Kein Mensch
ist vor Gott gerecht, weil er das Gesetz
befolgt. Vielmehr erkennen wir erst durch das Gesetz, was Sünde ist. Der Mensch
wird gerecht durch den Glauben. Römer 3, 20, Basisbibel.
Liebe
Gemeinde!
Einen
einzigen Vers habe ich ausgewählt aus dem Brief an die Römer, und es ist der
Vers, der für mich alles enthält, was für mich als Christenmensch wichtig ist,
wenn man so will: meine Berufung.
Und er ist
zugleich, und darum passt es, ein Schlüsselvers für den heutigen Tag: Es war
einer der Verse, der Martin Luther zum Reformator machte.
Und
drittens: In diesem Vers steckt auch die Deutung unseres christlichen
Schlüsselsymbols: was das Kreuz bedeutet.
Meine
Berufung, Martin Luthers Durchbruch, das Kreuz Jesu. Von ihnen will ich
sprechen. Sie verdichten sich für mich im Symbol des Nagels : darum die drei
Nägel.
Der erste
Nagel: Das Kreuz Jesu
Vielen
Menschen ist das Kreuz unheimlich, sie finden es abstoßend. Und das aus zwei
Gründen.
Der erste
ist sehr schwerwiegend und hat mich ein ganzes Leben lang beschäftigt: Im Namen
und unter dem Zeichen des Kreuzes sind abscheuliche Verbrechen begangen worden.
Das Kreuz ist für viele Menschen das Symbol für alles, was in, an und mit der
Kirche schiefgelaufen ist. Und wir tun, gerade am Reformationstag, gut daran,
uns das immer wieder vor Augen zu halten.
Eine
Evangelische Kirche, das war mir mein Pfarrerleben lang wichtig, ist keine
Heilsanstalt, kein Institut der besseren Menschen, der besonders Berufenen,
Erleuchteten und Befähigten. Sie ist eine Organisation, die dafür sorgt, dass
die frohe Botschaft verkündigt wird. Dafür sind wir da. Als solche ist sie eine
menschliche Organisation, sie unterscheidet sich darin in nichts von der AOK
oder einer Versicherung. Und das heißt auch: Sie ist fehlbar, sie ist in ihrem
Möglichkeiten so begrenzt, wie Menschen nun einmal begrenzt sind. Auch die
Kirche steht unter dem Kreuz wie alle Menschen, ja die ganze Schöpfung.
Ich glaube,
das ist der tiefere Grund, warum das Kreuz für viele Menschen so schwierig ist.
Es erinnert uns daran, was wir sind: sterbliche Menschen.
Als solche
aber sind wir von Gott geliebt, der nicht mit Gewalt auf Gewalt antwortete,
sondern mit noch mehr Liebe, symbolisch gefasst im Bild der Auferstehung.
Hinter dem Kreuz geht es weiter. Das Kreuz ist nicht das letzte Wort.

* Datensatz
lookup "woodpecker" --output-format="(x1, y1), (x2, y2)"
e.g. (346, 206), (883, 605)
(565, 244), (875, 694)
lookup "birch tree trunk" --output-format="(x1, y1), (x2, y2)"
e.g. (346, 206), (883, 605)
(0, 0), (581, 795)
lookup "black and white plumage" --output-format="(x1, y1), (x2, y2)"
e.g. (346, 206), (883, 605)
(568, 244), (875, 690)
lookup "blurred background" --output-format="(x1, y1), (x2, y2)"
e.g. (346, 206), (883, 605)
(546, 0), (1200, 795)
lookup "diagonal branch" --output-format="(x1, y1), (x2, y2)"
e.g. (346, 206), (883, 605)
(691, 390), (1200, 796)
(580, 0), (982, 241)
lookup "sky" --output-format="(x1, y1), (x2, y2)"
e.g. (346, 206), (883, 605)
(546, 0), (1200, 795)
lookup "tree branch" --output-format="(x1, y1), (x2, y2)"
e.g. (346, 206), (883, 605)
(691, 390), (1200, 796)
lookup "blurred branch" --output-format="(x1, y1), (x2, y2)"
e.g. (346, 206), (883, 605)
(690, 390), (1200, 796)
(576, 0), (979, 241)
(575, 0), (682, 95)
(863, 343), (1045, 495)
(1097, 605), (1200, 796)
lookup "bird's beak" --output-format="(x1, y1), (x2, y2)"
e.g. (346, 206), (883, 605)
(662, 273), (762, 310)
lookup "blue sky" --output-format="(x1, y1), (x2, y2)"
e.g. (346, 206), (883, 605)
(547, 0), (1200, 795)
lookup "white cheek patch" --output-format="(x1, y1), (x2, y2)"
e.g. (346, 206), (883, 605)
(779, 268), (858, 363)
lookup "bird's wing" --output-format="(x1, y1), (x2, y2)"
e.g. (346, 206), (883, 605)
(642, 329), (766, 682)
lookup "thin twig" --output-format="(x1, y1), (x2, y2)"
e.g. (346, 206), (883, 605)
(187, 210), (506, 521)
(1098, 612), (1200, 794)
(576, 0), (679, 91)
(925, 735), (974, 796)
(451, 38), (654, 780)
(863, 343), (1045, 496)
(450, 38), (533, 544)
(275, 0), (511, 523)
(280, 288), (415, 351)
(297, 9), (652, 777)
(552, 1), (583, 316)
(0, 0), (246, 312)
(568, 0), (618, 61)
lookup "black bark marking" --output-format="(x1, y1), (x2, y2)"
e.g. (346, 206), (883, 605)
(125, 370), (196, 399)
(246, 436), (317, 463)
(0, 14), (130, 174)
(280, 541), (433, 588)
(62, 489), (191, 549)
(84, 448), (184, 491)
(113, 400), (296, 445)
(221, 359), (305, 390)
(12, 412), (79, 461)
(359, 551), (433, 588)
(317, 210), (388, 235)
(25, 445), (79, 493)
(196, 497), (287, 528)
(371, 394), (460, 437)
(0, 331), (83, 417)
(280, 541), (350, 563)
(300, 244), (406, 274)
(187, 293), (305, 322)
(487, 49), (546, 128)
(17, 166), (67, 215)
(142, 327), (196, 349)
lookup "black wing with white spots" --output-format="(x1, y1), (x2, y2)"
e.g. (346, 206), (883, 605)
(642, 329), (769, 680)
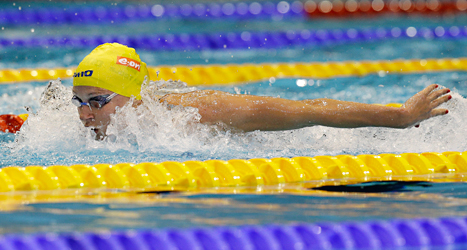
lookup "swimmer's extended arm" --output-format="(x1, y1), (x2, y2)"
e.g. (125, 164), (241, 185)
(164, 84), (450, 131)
...
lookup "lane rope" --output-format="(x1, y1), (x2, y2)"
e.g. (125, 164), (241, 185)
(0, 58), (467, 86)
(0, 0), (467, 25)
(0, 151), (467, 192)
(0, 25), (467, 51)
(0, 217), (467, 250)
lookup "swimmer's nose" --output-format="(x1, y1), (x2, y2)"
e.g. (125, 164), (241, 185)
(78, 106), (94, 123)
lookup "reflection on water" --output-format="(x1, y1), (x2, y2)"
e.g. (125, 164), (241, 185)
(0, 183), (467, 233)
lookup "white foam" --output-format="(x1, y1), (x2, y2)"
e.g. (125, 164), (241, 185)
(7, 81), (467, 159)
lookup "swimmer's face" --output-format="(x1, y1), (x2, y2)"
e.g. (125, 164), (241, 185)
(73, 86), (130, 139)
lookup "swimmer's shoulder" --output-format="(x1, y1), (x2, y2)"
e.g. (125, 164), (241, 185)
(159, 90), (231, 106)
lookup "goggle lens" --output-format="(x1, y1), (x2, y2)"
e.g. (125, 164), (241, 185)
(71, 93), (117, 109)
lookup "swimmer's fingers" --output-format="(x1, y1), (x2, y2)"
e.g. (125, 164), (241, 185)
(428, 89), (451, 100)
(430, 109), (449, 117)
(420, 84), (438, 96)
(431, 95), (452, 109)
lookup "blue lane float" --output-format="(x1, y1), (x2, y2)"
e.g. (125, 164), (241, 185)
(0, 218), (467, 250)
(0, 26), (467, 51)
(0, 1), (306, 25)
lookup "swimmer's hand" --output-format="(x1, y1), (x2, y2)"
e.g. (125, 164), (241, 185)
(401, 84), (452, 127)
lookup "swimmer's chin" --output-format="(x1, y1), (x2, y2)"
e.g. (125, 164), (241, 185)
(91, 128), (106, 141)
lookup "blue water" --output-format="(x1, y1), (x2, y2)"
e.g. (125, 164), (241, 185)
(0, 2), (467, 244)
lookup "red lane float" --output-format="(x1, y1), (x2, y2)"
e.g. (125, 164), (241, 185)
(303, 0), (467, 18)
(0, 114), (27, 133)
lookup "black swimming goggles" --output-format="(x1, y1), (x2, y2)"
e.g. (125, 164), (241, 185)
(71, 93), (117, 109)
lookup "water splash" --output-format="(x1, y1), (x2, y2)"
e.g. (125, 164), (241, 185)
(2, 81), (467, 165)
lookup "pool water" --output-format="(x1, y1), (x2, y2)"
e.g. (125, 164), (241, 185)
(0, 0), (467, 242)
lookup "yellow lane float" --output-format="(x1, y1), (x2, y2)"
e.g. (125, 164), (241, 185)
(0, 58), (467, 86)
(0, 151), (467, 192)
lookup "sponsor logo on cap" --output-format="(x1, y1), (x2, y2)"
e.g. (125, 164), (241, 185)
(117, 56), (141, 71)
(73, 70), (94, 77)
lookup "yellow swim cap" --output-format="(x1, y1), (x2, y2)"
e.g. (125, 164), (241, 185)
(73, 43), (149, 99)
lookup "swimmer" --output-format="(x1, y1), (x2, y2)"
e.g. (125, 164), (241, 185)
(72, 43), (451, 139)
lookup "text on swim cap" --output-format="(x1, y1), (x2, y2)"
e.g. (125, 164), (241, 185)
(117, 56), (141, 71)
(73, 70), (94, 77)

* Die Aufgaben
1. Womit vergleicht die Predigt die Kirche als menschliche Organisation?
2. Schreib aus der Predigt die Stelle von „Das Kreuz ist für“ bis einschließlich „die ganze Schöpfung.“ Wort für Wort ab.

* Antworten je Aufgabe
1. Mit der AOK oder einer Versicherung.

2.
Das Kreuz ist für viele Menschen das Symbol für alles, was in, an und mit der
Kirche schiefgelaufen ist. Und wir tun, gerade am Reformationstag, gut daran,
uns das immer wieder vor Augen zu halten.
Eine
Evangelische Kirche, das war mir mein Pfarrerleben lang wichtig, ist keine
Heilsanstalt, kein Institut der besseren Menschen, der besonders Berufenen,
Erleuchteten und Befähigten. Sie ist eine Organisation, die dafür sorgt, dass
die frohe Botschaft verkündigt wird. Dafür sind wir da. Als solche ist sie eine
menschliche Organisation, sie unterscheidet sich darin in nichts von der AOK
oder einer Versicherung. Und das heißt auch: Sie ist fehlbar, sie ist in ihrem
Möglichkeiten so begrenzt, wie Menschen nun einmal begrenzt sind. Auch die
Kirche steht unter dem Kreuz wie alle Menschen, ja die ganze Schöpfung.